Work to complete =>
1. Answer these questions from the text on medical consent:
(a) According to case law, what may touching a patient without valid consent constitute?
(b) What does "voluntarily" mean in the text?
(c) Which exceptions to obtaining consent are named?
2. Return the part of the text on medical consent that opens with the words containing "The general legal" and closes with "from a patient.", copied exactly.

The general legal and ethical principle is that valid consent must 'usually' be obtained before starting treatment or physical investigation or providing personal care for a patient. This principle reflects the right of a patient to determine what happens to his or her own body and is a fundamental part of good medical practice. Case law has established that touching a patient without valid consent may constitute a civil or criminal offence. Poor handling of the consent process may lead to complaints from a patient.

My use of 'usually' above means there are exceptions. These include grounds of necessity, where the patient is unconscious or cannot communicate, and others.

Consent – Asking for and giving consent

Before a doctor, nurse or health-care professional or health-care student (hereafter called 'medic') can examine or treat a patient, they 'usually' need his or her consent, given voluntarily. Here 'voluntarily' means given freely, without pressure or undue influence from anyone.

For consent, the patient must understand what is involved – including the nature and purpose of the procedures, the consequences / risks of having or not having the intervention, and including using and weighing this information in the decision-making process.

Provided material =>
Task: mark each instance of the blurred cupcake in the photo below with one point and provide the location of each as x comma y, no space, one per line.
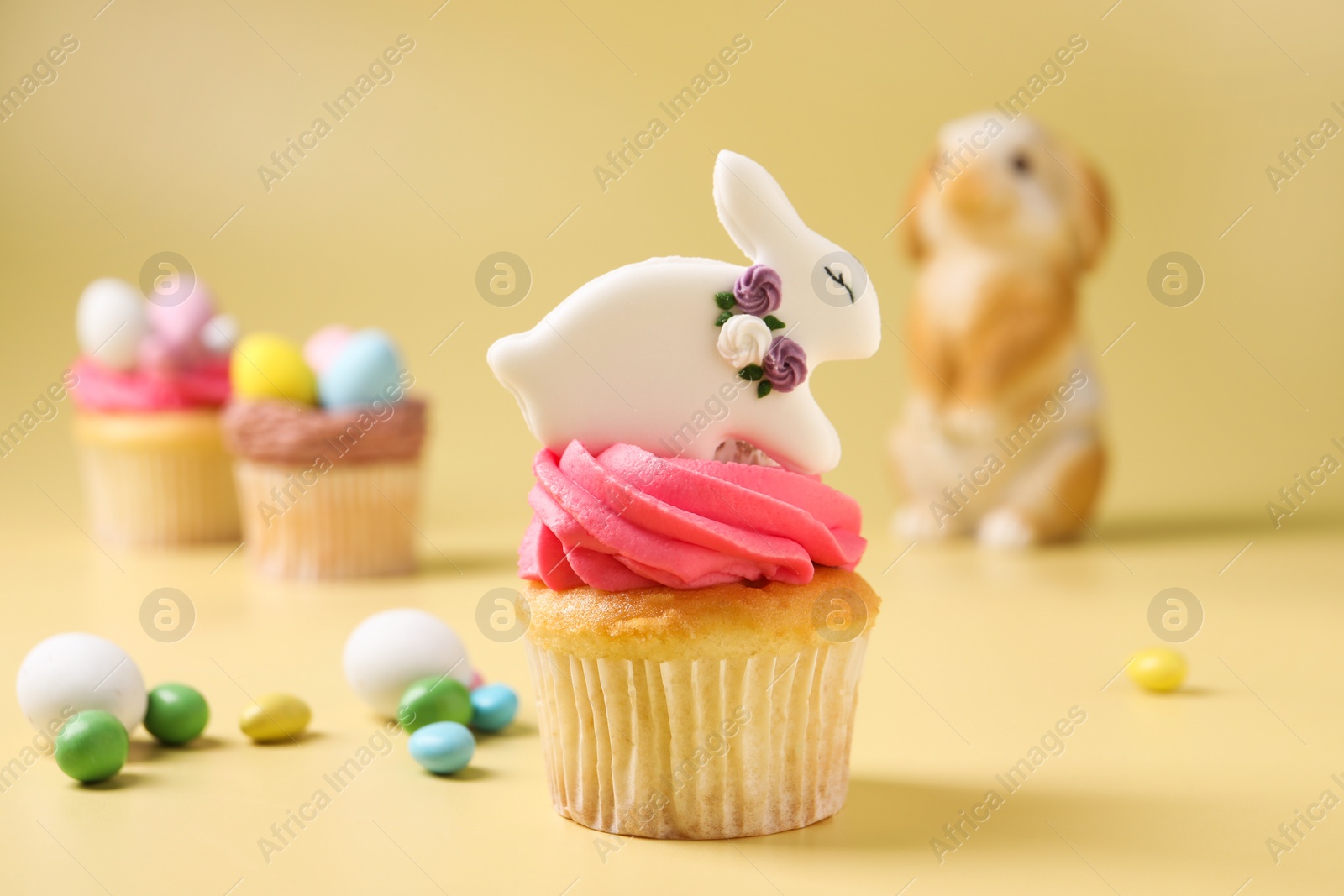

Solutions to the exercise =>
1.
(a) A civil or criminal offence.
(b) Given freely, without pressure or undue influence from anyone.
(c) Grounds of necessity, where the patient is unconscious or cannot communicate, and others.

2.
The general legal and ethical principle is that valid consent must 'usually' be obtained before starting treatment or physical investigation or providing personal care for a patient. This principle reflects the right of a patient to determine what happens to his or her own body and is a fundamental part of good medical practice. Case law has established that touching a patient without valid consent may constitute a civil or criminal offence. Poor handling of the consent process may lead to complaints from a patient.